What to work on:
Reproduce the transcript on unmapped relationships below word for word, including every speaker name and timestamp.

Text provided:
Chiara Colombi (10:57):
Yeah. There's so many scenarios we could kind of deep dive it for each of these anti-patterns.
Omed Habib (11:03):
All right. Jumping into anti-pattern three, unmapped relationships. Okay. So, this one, I'm just going to zoom in on the anti-pattern really quick so I don't distract you. All right. So this one's interesting. You have two columns. One column is bonus, one column is income. So, let's say for example, you're a finance company or healthcare. For some reason, you're keeping track of people's income and people's bonus. Now, those two numbers are usually supposed to correlate, right? So, it's like our bonus structure is like 10%, easy math. If you make a $100,000, your bonus is $10,000. You make a million dollars, your bonus is a $100,000. So, if you plot this on a graph, you can actually see a pattern start to emerge, okay? If you were to create random arbitrary data out of this, you lose that correlation.
Omed Habib (11:47):
So, your data now is all over the graph. Maintaining the mathematical fidelity of this data, again, your tests could depend on that correlation. And so, if there's a bug that can occur based off of that type of data, you're going to miss it and it's going to slip through into production. The way that you want to solve for this, so the pattern would look like this, right? This is like the actual distribution of your data. Let me hand it over to Chiara.

Data provided:

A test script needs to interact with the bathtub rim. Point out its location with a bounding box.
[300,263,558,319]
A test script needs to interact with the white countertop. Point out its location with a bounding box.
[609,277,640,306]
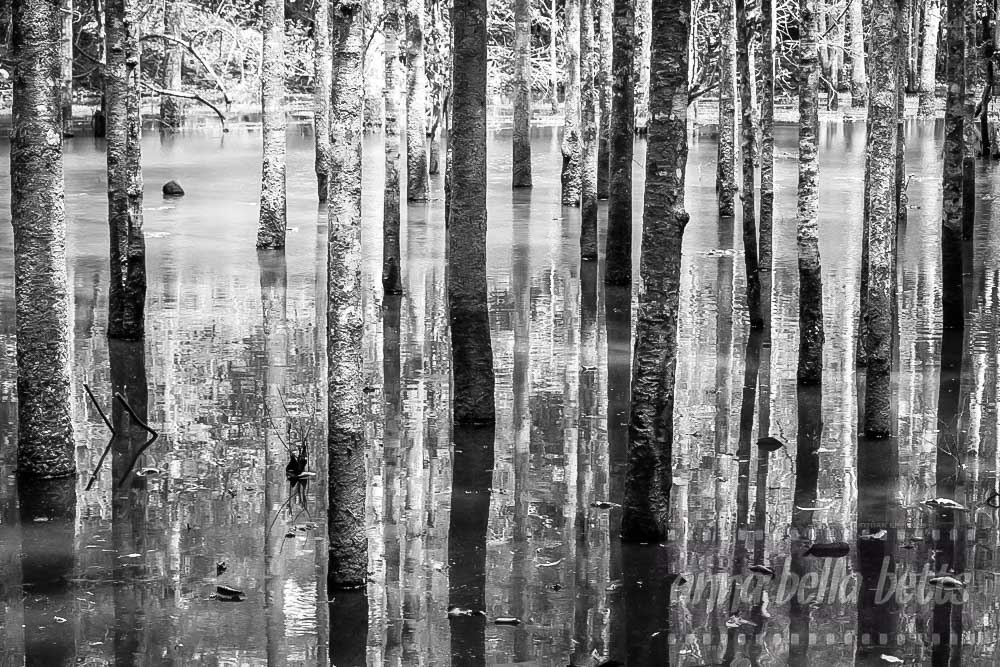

Written reply:
Chiara Colombi (10:57):
Yeah. There's so many scenarios we could kind of deep dive it for each of these anti-patterns.
Omed Habib (11:03):
All right. Jumping into anti-pattern three, unmapped relationships. Okay. So, this one, I'm just going to zoom in on the anti-pattern really quick so I don't distract you. All right. So this one's interesting. You have two columns. One column is bonus, one column is income. So, let's say for example, you're a finance company or healthcare. For some reason, you're keeping track of people's income and people's bonus. Now, those two numbers are usually supposed to correlate, right? So, it's like our bonus structure is like 10%, easy math. If you make a $100,000, your bonus is $10,000. You make a million dollars, your bonus is a $100,000. So, if you plot this on a graph, you can actually see a pattern start to emerge, okay? If you were to create random arbitrary data out of this, you lose that correlation.
Omed Habib (11:47):
So, your data now is all over the graph. Maintaining the mathematical fidelity of this data, again, your tests could depend on that correlation. And so, if there's a bug that can occur based off of that type of data, you're going to miss it and it's going to slip through into production. The way that you want to solve for this, so the pattern would look like this, right? This is like the actual distribution of your data. Let me hand it over to Chiara.